__Your instructions__. Below are entries; output exactly the lines from the one with "tennis court --coords=pixels" to the one with "tall tree --coords=pixels", both included, and nothing else.

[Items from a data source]
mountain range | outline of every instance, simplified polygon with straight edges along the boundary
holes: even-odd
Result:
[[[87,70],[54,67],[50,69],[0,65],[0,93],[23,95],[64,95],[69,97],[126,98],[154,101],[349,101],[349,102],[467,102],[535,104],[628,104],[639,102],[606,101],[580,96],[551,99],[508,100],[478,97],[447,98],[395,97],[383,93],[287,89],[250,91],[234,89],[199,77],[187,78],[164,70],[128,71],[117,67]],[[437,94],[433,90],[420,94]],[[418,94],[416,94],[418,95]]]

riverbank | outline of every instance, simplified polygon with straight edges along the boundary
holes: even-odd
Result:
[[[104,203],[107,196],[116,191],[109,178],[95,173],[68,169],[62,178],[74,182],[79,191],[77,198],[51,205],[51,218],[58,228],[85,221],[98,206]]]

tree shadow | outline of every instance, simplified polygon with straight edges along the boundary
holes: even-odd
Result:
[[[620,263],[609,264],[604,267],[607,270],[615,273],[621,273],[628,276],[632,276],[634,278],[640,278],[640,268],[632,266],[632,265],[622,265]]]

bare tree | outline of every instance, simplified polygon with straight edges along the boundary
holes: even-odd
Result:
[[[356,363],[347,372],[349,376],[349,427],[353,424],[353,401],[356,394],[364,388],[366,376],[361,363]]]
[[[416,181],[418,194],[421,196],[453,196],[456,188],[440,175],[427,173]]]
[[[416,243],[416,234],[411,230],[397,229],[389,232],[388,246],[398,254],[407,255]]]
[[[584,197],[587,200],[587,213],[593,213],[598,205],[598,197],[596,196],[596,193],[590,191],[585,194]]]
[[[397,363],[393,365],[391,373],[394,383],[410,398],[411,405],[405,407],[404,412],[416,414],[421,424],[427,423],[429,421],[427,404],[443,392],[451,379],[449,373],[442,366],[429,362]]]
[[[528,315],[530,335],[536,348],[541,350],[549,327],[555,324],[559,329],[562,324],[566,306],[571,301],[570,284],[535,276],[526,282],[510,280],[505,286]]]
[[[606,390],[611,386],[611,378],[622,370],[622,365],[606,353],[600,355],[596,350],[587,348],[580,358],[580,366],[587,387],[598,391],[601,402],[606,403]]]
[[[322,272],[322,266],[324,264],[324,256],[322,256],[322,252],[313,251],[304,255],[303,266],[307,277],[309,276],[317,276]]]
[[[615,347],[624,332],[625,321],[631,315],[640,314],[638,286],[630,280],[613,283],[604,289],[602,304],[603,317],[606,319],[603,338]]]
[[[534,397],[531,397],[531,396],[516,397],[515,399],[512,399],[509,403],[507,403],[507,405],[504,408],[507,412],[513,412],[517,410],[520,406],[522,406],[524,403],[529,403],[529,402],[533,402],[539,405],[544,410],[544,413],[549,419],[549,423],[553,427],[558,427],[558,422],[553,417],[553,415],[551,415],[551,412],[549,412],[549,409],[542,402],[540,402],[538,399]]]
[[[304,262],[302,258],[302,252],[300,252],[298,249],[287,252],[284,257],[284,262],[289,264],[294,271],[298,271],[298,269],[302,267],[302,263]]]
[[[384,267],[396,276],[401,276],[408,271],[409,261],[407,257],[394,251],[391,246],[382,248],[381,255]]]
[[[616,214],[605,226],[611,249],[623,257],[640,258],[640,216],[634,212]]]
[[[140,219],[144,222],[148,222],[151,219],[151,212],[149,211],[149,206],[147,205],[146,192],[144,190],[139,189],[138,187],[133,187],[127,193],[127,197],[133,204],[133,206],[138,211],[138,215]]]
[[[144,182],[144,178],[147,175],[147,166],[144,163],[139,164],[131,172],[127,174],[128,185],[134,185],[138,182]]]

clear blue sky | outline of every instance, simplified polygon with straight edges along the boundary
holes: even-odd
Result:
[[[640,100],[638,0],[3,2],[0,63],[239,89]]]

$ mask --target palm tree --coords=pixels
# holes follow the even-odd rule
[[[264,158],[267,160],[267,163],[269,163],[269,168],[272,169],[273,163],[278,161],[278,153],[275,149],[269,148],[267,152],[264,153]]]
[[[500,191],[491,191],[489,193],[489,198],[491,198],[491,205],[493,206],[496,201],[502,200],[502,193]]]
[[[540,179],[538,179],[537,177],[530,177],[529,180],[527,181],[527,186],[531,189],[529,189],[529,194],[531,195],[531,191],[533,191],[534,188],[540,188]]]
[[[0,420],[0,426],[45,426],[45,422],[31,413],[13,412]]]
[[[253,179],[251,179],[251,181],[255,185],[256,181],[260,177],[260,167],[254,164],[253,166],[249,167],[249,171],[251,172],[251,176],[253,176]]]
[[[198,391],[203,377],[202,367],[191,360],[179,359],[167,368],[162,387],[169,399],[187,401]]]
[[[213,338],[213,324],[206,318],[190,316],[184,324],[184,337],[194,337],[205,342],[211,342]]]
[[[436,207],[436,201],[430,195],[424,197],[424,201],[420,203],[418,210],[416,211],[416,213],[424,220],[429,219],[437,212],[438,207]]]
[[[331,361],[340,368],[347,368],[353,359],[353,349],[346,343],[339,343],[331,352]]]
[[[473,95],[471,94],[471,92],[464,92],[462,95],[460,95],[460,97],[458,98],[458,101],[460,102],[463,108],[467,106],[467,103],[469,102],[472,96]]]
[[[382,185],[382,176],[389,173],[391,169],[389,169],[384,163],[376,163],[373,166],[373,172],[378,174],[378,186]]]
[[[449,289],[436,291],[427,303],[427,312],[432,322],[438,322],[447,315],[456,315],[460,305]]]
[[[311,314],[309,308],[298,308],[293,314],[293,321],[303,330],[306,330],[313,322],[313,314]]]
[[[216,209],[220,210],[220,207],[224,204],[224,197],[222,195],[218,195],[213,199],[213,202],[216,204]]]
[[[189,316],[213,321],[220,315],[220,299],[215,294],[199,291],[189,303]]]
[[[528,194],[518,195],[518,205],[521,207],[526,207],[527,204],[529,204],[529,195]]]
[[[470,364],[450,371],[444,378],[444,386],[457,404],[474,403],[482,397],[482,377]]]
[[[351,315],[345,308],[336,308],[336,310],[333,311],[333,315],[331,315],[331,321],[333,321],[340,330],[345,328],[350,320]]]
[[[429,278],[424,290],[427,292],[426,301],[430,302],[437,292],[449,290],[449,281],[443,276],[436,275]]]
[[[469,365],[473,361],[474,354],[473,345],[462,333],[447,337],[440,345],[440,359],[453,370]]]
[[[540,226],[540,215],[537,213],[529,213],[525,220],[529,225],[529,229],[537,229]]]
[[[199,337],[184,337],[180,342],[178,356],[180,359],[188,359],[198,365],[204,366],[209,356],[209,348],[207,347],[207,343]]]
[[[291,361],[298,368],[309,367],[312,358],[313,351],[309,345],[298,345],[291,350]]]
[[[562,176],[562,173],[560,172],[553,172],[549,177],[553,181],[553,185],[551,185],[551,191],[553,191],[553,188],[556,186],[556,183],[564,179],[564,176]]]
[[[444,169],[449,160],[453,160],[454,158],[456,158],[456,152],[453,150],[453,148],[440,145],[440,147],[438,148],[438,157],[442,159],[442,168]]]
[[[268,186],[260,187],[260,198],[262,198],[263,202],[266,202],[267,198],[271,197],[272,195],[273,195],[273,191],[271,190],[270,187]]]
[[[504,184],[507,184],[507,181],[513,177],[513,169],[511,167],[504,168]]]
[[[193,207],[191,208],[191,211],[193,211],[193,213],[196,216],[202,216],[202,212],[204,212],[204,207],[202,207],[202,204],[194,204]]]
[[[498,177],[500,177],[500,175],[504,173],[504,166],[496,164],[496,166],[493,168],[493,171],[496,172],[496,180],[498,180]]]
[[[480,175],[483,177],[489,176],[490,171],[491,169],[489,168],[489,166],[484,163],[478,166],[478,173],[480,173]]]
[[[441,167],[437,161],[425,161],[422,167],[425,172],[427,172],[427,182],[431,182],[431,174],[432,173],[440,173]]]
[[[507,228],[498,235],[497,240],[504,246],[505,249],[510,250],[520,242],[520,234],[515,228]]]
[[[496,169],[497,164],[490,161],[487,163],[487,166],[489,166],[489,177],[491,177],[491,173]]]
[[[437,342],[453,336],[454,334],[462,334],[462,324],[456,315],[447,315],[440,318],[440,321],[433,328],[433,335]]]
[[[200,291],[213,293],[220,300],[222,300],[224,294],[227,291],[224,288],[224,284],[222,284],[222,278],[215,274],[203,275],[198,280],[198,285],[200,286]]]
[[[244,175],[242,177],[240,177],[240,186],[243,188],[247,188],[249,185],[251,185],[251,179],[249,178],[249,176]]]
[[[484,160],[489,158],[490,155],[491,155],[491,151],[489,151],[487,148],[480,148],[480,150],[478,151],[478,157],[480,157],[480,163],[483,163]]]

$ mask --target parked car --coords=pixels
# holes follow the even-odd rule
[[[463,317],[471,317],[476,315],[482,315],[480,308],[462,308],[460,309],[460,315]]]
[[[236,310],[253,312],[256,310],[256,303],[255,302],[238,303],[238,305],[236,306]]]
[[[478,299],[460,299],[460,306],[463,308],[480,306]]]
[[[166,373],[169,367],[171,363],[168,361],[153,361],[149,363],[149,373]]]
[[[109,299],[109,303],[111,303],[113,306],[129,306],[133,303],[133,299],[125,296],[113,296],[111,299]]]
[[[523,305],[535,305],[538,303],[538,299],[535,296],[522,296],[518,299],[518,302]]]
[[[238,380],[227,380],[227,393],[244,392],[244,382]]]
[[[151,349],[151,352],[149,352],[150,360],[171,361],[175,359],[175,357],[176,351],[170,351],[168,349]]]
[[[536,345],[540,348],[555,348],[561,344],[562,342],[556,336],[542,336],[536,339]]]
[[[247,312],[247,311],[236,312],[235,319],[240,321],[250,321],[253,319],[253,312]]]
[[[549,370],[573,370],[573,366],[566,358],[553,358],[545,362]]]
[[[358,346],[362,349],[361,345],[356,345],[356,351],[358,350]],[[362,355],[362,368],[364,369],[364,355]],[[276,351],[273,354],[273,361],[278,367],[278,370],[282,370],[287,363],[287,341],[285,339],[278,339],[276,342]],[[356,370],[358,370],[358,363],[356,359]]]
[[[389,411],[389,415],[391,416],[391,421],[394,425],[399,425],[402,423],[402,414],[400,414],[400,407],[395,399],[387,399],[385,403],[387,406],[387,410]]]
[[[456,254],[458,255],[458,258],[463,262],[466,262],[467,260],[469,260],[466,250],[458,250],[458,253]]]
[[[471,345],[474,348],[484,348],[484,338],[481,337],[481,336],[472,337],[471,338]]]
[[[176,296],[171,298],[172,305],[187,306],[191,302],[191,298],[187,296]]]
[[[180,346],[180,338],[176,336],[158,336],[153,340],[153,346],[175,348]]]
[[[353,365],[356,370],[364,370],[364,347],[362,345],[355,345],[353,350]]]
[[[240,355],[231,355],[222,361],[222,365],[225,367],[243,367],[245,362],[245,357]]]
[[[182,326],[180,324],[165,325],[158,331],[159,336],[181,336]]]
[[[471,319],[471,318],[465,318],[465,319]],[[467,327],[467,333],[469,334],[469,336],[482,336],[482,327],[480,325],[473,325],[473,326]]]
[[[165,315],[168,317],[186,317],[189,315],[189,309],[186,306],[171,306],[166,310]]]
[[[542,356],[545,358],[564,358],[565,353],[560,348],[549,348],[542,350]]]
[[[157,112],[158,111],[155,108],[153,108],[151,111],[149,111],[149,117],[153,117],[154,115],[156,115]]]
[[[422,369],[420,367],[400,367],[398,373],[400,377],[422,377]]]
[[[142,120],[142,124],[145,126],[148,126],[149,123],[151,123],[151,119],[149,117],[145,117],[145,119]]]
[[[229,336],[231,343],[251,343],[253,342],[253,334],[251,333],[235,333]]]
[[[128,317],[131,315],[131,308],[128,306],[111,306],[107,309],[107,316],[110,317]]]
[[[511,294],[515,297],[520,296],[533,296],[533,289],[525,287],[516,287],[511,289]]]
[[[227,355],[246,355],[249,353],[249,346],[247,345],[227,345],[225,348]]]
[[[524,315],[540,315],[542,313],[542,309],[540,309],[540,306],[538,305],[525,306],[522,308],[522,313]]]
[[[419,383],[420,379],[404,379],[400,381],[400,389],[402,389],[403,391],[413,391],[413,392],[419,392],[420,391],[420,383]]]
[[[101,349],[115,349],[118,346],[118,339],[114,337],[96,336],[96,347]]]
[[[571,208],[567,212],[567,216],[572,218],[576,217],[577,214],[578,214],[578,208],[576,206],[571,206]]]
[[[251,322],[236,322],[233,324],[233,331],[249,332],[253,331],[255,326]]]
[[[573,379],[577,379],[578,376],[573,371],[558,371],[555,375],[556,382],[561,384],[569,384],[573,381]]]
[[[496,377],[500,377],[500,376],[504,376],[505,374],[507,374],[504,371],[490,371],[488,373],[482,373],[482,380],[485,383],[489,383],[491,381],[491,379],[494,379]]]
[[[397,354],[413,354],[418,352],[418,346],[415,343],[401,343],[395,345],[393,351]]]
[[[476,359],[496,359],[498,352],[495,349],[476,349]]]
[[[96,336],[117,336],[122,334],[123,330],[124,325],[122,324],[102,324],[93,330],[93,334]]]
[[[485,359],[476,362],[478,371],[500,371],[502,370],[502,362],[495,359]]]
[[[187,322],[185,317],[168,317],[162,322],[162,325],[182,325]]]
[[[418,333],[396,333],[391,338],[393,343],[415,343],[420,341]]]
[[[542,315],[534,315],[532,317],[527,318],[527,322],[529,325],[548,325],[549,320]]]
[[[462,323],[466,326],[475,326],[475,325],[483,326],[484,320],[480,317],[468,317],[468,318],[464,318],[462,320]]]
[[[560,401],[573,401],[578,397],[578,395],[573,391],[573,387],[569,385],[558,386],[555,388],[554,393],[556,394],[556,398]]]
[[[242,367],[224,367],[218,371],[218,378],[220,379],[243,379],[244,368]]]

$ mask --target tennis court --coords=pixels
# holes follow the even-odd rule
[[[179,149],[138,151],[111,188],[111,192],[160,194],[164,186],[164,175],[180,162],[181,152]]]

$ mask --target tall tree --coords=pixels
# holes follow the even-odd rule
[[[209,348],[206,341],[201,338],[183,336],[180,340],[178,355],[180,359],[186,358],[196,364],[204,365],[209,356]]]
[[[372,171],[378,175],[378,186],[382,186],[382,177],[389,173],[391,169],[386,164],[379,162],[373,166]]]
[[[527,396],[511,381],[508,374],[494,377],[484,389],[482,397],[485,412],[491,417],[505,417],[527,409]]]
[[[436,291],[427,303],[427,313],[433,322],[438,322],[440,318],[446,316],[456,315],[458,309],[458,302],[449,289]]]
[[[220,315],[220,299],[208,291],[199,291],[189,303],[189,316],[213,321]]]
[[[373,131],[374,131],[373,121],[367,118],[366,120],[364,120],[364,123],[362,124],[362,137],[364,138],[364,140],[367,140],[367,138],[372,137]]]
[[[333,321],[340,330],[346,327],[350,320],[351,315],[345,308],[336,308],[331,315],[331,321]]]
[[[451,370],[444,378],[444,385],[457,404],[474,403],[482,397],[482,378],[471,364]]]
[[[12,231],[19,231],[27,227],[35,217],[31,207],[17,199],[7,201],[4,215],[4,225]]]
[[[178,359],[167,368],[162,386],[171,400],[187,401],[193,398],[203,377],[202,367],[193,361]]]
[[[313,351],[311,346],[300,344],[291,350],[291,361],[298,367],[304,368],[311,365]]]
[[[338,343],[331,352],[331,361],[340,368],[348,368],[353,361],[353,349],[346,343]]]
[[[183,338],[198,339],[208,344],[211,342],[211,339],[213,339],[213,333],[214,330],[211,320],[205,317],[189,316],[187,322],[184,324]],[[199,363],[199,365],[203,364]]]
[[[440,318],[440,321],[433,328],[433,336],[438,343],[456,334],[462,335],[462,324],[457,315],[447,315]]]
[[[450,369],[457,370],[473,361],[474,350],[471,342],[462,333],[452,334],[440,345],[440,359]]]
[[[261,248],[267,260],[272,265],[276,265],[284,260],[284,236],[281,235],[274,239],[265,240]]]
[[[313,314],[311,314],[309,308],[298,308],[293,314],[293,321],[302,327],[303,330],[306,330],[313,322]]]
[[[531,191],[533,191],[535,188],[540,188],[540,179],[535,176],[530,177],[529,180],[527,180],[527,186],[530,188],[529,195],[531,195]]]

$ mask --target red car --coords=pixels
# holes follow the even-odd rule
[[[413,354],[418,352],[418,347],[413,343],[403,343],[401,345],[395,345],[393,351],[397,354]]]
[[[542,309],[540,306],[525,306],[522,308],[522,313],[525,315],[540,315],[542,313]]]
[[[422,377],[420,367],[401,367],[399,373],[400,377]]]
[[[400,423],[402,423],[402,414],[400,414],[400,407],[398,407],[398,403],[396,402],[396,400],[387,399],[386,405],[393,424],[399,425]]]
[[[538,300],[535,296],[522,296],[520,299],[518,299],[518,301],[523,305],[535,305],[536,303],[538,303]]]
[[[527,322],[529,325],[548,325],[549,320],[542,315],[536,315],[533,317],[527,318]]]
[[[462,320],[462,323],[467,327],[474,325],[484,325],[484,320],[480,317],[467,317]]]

__Exercise response__.
$ mask --target tennis court --coords=pixels
# holes follow the even-odd rule
[[[179,149],[138,151],[111,188],[111,192],[160,194],[164,186],[164,175],[180,162],[181,152]]]

$ mask --target tall tree --coords=pixels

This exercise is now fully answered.